To be done: Put the lines running from the start of the listing through the line containing "[161,91,204,134]" into a JSON list of strings, one string per line, with blank lines left out. Leave the picture out of the answer.

Box annotations for photos:
──────
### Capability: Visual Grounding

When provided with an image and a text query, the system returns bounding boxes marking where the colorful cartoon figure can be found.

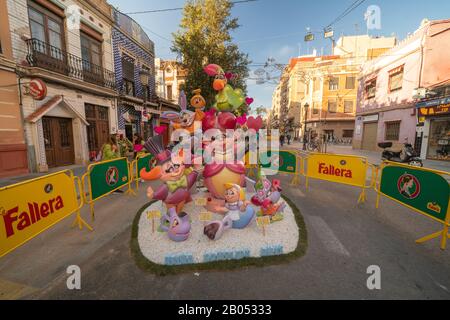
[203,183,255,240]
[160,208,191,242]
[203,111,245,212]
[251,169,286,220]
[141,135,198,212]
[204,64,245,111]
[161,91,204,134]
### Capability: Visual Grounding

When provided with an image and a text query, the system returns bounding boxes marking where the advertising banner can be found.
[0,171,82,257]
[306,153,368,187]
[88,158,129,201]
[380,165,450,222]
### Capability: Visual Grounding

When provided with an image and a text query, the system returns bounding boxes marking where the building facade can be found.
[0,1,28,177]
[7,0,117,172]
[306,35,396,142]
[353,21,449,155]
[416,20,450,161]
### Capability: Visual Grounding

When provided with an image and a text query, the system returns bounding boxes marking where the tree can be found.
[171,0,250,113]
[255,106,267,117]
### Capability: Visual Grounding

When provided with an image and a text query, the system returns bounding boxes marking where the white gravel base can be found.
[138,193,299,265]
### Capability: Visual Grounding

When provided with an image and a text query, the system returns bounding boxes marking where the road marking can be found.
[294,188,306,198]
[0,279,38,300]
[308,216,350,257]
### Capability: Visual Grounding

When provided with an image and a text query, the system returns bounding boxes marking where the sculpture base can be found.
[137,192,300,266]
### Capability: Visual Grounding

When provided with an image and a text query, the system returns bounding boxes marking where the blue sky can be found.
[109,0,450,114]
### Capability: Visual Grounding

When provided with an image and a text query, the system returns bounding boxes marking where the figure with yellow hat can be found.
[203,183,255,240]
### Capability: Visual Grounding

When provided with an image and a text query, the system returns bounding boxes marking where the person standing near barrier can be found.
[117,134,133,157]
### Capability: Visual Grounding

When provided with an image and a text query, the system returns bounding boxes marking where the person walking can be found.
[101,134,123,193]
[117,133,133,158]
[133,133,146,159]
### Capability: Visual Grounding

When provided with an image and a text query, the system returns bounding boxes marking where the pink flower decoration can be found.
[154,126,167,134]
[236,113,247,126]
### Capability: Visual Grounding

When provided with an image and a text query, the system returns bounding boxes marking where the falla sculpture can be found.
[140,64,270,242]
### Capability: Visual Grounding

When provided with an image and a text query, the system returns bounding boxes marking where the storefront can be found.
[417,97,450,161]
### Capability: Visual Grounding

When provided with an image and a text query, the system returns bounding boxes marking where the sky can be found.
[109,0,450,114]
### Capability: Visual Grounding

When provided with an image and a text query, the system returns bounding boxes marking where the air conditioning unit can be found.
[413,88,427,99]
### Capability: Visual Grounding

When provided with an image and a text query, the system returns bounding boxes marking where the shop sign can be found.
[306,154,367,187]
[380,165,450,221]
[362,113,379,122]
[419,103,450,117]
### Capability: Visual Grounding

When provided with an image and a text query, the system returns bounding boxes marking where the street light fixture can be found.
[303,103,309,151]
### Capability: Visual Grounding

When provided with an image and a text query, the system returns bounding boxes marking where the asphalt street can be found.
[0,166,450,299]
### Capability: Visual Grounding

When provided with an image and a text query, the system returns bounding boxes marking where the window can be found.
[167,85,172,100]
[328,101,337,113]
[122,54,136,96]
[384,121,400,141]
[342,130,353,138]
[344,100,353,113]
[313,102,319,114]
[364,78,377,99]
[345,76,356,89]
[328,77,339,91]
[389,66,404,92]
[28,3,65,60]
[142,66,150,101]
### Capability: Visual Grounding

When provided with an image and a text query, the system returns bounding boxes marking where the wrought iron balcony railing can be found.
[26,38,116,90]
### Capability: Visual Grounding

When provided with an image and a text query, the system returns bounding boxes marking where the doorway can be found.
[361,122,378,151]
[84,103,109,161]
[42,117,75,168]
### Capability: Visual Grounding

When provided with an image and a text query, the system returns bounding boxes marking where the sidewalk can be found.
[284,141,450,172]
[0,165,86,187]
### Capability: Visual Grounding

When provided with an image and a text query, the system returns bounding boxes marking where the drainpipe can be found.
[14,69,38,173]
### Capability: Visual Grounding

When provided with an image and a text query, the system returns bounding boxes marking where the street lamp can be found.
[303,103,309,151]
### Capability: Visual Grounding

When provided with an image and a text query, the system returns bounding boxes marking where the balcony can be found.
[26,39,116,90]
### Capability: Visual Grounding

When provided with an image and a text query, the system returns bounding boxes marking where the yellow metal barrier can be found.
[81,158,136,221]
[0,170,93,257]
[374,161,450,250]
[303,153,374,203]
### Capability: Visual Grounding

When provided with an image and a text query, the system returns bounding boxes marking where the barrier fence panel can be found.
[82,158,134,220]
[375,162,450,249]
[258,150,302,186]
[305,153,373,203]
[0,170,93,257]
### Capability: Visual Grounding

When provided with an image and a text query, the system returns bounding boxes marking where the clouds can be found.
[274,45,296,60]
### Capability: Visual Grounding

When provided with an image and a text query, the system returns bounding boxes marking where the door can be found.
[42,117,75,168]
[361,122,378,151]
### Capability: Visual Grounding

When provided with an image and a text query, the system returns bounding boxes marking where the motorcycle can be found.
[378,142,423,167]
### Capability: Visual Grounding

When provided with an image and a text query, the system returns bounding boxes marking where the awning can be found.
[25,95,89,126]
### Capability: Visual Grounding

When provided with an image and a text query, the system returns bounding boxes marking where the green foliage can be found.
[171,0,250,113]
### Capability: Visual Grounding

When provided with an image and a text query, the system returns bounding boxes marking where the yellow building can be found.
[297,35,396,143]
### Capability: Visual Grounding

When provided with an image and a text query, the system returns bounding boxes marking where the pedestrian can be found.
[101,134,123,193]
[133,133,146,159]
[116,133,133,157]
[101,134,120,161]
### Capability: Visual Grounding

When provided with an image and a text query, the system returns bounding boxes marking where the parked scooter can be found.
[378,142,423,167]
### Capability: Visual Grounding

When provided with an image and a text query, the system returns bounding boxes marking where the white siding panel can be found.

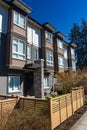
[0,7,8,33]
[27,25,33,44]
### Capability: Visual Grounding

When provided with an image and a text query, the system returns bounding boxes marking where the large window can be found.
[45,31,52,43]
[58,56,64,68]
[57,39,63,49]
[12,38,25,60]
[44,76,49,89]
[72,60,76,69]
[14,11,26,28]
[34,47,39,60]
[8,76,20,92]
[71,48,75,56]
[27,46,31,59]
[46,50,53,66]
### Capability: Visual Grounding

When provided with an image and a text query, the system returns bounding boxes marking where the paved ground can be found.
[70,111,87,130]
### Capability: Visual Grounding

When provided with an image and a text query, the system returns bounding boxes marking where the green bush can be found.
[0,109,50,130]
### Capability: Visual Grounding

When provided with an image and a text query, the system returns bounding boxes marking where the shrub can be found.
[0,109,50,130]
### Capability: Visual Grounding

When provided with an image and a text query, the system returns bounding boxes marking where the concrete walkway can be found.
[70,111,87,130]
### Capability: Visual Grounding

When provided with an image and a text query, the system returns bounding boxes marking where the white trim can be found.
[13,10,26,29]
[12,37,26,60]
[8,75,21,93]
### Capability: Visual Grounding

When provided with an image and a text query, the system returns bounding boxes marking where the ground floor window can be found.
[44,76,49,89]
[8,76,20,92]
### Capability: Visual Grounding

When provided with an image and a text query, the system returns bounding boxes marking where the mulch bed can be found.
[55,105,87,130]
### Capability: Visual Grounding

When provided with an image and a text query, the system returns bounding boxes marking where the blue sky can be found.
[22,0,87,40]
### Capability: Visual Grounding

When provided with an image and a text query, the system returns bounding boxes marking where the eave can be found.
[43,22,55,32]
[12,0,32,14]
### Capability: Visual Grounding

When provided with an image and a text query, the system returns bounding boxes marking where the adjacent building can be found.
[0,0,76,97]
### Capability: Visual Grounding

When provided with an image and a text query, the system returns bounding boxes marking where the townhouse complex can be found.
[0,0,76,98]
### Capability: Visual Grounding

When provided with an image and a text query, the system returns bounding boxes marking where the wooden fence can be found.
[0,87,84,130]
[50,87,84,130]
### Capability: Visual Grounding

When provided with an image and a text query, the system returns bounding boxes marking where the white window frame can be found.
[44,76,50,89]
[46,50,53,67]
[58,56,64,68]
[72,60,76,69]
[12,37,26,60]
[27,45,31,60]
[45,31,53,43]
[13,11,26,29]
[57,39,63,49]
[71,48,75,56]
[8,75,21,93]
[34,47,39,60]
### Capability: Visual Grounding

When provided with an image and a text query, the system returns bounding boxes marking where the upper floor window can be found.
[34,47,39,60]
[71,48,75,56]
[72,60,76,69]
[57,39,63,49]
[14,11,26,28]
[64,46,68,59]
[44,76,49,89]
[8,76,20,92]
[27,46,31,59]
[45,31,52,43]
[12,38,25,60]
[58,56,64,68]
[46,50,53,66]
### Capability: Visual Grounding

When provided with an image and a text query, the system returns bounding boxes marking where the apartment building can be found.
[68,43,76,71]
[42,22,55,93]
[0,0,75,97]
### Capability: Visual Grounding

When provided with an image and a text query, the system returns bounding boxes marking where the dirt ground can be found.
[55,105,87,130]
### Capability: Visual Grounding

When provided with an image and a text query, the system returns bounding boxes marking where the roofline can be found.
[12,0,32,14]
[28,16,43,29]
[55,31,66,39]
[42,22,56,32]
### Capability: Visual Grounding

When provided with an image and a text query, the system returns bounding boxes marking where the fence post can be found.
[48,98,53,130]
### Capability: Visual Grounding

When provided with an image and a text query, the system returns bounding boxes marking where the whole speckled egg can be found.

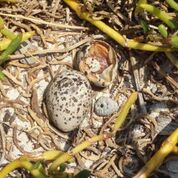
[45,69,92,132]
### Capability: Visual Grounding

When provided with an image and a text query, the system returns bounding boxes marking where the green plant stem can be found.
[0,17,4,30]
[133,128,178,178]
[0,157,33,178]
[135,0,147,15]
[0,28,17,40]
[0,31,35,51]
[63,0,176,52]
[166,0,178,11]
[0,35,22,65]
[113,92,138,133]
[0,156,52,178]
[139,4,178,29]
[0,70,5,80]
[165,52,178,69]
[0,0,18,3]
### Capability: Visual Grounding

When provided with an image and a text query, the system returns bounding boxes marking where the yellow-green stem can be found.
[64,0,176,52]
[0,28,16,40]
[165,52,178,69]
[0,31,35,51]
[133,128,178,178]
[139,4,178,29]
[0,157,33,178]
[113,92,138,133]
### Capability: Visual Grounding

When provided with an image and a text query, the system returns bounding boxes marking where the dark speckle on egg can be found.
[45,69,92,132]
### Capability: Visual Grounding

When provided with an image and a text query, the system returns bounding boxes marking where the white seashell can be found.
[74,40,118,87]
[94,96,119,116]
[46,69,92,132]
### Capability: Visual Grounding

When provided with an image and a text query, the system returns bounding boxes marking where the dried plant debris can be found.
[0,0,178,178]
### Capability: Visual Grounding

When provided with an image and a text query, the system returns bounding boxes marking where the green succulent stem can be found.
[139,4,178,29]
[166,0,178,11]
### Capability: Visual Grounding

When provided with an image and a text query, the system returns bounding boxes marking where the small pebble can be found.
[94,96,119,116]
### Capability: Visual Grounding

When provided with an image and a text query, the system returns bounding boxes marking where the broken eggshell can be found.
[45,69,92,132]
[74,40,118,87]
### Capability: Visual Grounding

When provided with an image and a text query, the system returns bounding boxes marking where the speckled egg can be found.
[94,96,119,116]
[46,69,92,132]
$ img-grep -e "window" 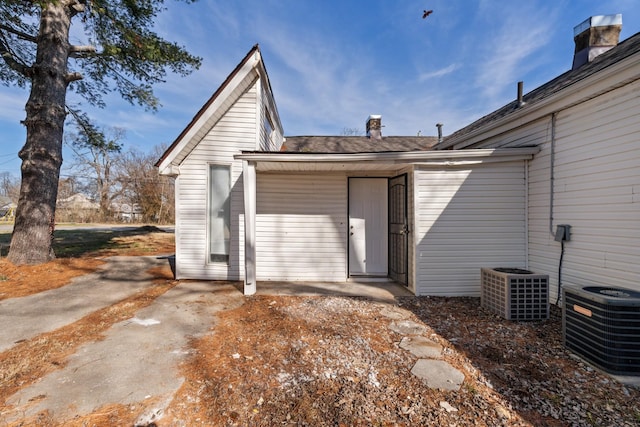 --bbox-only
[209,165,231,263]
──────
Exercise answer:
[
  "### Capability: Visual Grounding",
  "When provided with an image and a text query, the system returns bounding boxes marking where the colorful cartoon figure can be found.",
  "[203,183,255,240]",
  "[160,208,191,242]",
  "[203,111,245,212]",
  "[251,169,286,220]",
  "[141,135,198,212]",
  "[204,64,245,111]",
  "[161,91,204,134]"
]